[CONSIGNE 1]
Dans la critique musicale consacrée à Bruce Springsteen, de quel instrument Danny Federici joue-t-il à l'extrême gauche au début de Worlds Apart ?
[CONSIGNE 2]
Poursuivez, s'il vous plaît, la critique musicale consacrée à Bruce Springsteen à partir de sa dernière phrase.

[EXTRAIT À LIRE]
_ _ _

On notera ici la participation, par petites touches, de la guitare électrique de Nils Lofgren sur la droite (02:21 & 02:41) et des chœurs (Steven Van Zandt à 00:59, Patti Scialfa à 01:52, 02:35, 02:51...).

Pour souligner la fin du dernier refrain, un deuxième orgue a été ajouté (03:08) avant que l'harmonica ne fasse, pour finir, une superbe apparition en prenant les solos du morceau (03:15).

Par contre, à l'opposé de cette version, il est à souligner la légèreté de l'arrangement live. L'excellent travail de Bruce Springsteen en tant qu'arrangeur est vraiment perceptible ici, souligné par les sublimes chœurs qu'il partage avec sa femme en début et fin de morceau. Une version simplissime, niveau instruments qui accompagne le vide du ciel.

Le texte est lui aussi assez simple, comme la plupart des chansons de cet album, sans aucun sens caché. Le mur du son qui s'abat au vrai départ de la chanson est comme une dure réalité qui tombe un matin au réveil, quelques jours après les évènements du 11 septembre.

7 - Worlds Apart

Worlds Apart est une véritable surprise et personne n'aurait imaginé Bruce Springsteen chanter en compagnie d'un groupe d'origine pakistanaise.

La musique démarre avec une boite à rythmes moderne et une profusion de percussions et de chants lointains, où se côtoient le groupe de Asif Ali Khan et le clan Springsteen: l'orgue de Danny Federici à l'extrême gauche (00:21), le banjo de Nils Lofgren au même moment, mais à l'extrême droite, et le timbre singulier de Patti Scialfa (00:39).

Les chœurs sont disséminés tout au long du titre avec parcimonie et leur aspect "planant" contraste avec la lourdeur du reste du groupe. Le contraste étant le thème de la chanson, l'ensemble colle parfaitement.

La mélodie principale apparait peu après, soutenue par la voix principale de Bruce Springsteen (00:57). Le premier couplet reste dans la même optique, les chants sur le côté devenant muets. Les chœurs revenant sur le premier refrain (01:37).

Dès son entrée avec le reste du groupe, Garry Tallent nous gratifie une fois de plus de ses superbes envolées tout au long de la chanson (à 04:35, par exemple). La ligne de basse est minimaliste, mais les couplets sont seulement composés de deux accords et la batterie est quasi-binaire...

Dès le début du second couplet, le groupe fait son entrée (01:54). Le son de la batterie est relativement "explosif" (de la réverbération de type "plate" a été ajoutée).

Par contre, pour la première fois de l'album, les guitares sont bien présentes, préfigurant certainement dans l'esprit de Bruce Springsteen un fort potentiel live. L'équilibre des trois guitares est assez réussi. Une guitare acoustique a même été ajoutée sur la droite afin de récupérer un peu "d'attaque" sur ce côté droit. C'est une pratique courante et efficace lorsque trop de guitares électriques se chevauchent et créent un problème d'intelligibilité de l'ensemble.

L'harmonica, sur le deuxième refrain, calque sa mélodie sur les chœurs pakistanais (02:13).

_ _ _

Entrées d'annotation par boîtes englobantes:
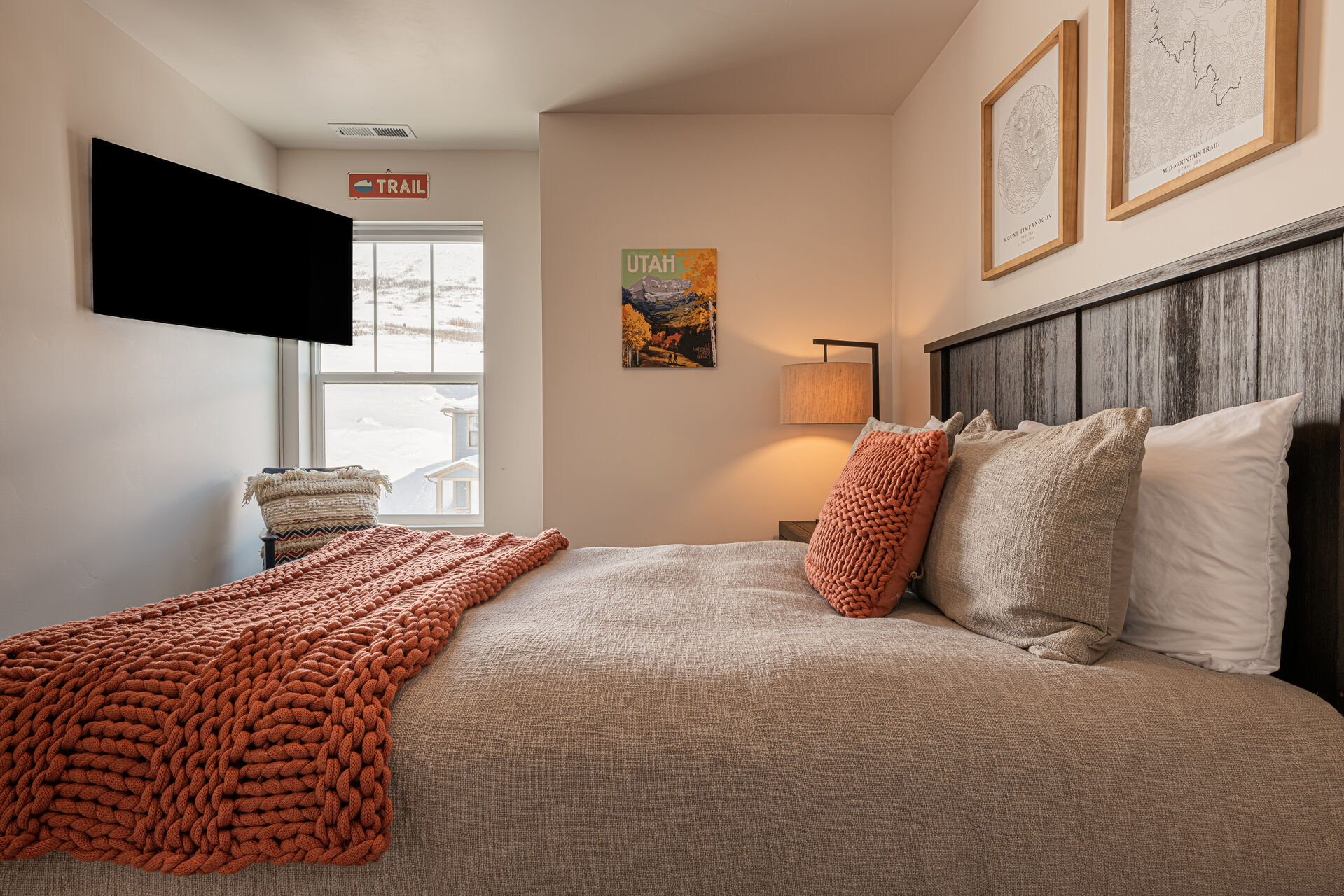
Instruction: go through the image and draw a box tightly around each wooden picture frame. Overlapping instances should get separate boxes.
[1106,0,1297,220]
[980,20,1078,279]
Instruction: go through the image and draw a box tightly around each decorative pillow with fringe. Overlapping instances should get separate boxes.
[243,466,392,566]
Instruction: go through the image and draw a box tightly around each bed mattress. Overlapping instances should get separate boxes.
[0,541,1344,896]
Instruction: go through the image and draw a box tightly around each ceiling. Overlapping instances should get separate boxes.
[88,0,974,149]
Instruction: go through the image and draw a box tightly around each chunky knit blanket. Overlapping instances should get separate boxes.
[0,526,569,874]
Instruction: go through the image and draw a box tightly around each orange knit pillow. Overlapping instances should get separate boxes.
[805,430,948,618]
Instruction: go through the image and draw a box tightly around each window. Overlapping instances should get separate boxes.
[313,222,485,525]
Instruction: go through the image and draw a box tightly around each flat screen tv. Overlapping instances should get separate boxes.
[91,140,354,345]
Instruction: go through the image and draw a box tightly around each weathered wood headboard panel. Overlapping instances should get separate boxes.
[924,208,1344,710]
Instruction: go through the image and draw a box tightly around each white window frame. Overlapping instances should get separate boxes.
[310,222,487,529]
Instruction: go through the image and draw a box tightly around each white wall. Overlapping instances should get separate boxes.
[0,0,278,636]
[541,114,891,545]
[279,149,541,535]
[892,0,1344,423]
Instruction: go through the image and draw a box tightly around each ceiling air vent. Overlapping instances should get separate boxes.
[326,121,415,140]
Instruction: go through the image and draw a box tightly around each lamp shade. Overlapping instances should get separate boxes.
[780,361,872,423]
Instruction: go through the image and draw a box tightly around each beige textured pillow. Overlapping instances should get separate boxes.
[850,411,967,454]
[921,407,1152,664]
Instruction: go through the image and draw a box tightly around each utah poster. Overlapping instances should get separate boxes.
[621,248,719,367]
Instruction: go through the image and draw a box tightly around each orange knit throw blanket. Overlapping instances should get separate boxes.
[0,526,569,874]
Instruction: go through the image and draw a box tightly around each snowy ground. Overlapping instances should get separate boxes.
[324,383,477,514]
[321,243,484,514]
[323,243,484,373]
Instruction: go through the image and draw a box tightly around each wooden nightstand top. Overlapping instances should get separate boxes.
[780,520,817,544]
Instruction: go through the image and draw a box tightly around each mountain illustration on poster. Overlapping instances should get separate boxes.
[621,248,719,368]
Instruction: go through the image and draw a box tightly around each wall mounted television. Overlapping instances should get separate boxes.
[91,140,354,345]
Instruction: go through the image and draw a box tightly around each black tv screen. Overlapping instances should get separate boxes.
[91,140,354,345]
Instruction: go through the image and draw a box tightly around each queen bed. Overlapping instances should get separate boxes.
[0,541,1344,896]
[8,209,1344,896]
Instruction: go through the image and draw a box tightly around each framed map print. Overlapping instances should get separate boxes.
[1106,0,1297,220]
[980,22,1078,279]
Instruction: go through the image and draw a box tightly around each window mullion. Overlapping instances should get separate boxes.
[373,243,377,371]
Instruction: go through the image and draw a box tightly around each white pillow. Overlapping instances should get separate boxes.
[1018,393,1303,674]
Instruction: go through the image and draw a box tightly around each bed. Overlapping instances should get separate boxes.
[0,209,1344,896]
[0,541,1344,896]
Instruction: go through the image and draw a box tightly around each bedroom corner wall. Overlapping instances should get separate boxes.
[891,0,1344,423]
[0,0,278,637]
[541,114,891,547]
[279,149,541,536]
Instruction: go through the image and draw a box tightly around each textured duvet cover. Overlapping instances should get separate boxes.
[0,542,1344,896]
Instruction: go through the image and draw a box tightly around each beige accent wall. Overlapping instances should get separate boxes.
[0,0,278,636]
[540,114,892,545]
[892,0,1344,423]
[279,149,541,535]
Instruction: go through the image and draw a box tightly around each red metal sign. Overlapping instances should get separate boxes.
[349,171,429,199]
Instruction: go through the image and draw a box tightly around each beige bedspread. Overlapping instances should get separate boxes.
[0,542,1344,896]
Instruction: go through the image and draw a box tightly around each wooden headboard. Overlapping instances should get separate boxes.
[924,208,1344,710]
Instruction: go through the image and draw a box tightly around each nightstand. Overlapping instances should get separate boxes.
[778,520,817,544]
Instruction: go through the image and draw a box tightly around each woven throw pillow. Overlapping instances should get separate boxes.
[804,430,948,618]
[850,411,967,454]
[243,466,392,564]
[921,408,1152,664]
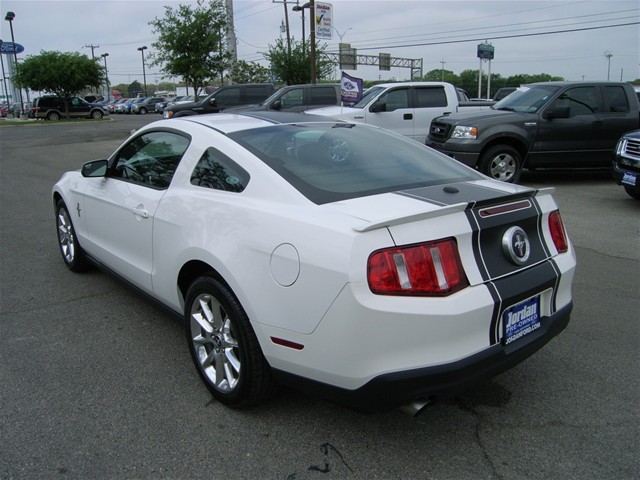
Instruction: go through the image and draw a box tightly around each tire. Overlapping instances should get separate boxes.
[480,145,522,183]
[624,185,640,200]
[56,200,91,272]
[185,276,274,407]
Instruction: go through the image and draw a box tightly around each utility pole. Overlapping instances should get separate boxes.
[85,44,100,60]
[604,51,613,82]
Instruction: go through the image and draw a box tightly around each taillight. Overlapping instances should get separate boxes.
[367,238,469,296]
[549,210,569,253]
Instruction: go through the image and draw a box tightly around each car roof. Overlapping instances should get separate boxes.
[178,111,341,133]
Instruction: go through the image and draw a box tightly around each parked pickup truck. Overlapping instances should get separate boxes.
[305,82,493,143]
[426,82,640,182]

_ _ _

[RÉPONSE 1]
De l'orgue.

[RÉPONSE 2]
Le solo de guitare au milieu du titre (02:31) est probablement joué par Bruce Springsteen, copiant le style particulier de Nils Lofgren (qui jouera cette partie en concert). En revanche, le dernier solo, mélodique et aéré, est clairement l'œuvre de Bruce Springsteen (Nils Lofgren aère peu ses solos de guitare et Steven Van Zandt, moins dans la mélodie, reste souvent autour d'une seule note ou d'une même ligne mélodique).

Durant le pont, on entend clairement la voix de Patti Scialfa sur l'extrême droite (02:54), accompagnée par l'orgue sur la gauche. Par contre, on la découvre dans une tonalité grave, très rare chez elle, sur l'extrême gauche (03:23) et presque cachée, sur le troisième couplet (elle reprendra cette partie en concert).

L'arrêt typique sur le troisième couplet sert à faire repartir le morceau (cf. Countin' On A Miracle). Le violon de Soozie Tyrell est présent sur la droite.

Pour la dernière partie, Bruce Springsteen abandonne la vedette à Asif Ali Khan, en le laissant jouer tout seul avec son groupe.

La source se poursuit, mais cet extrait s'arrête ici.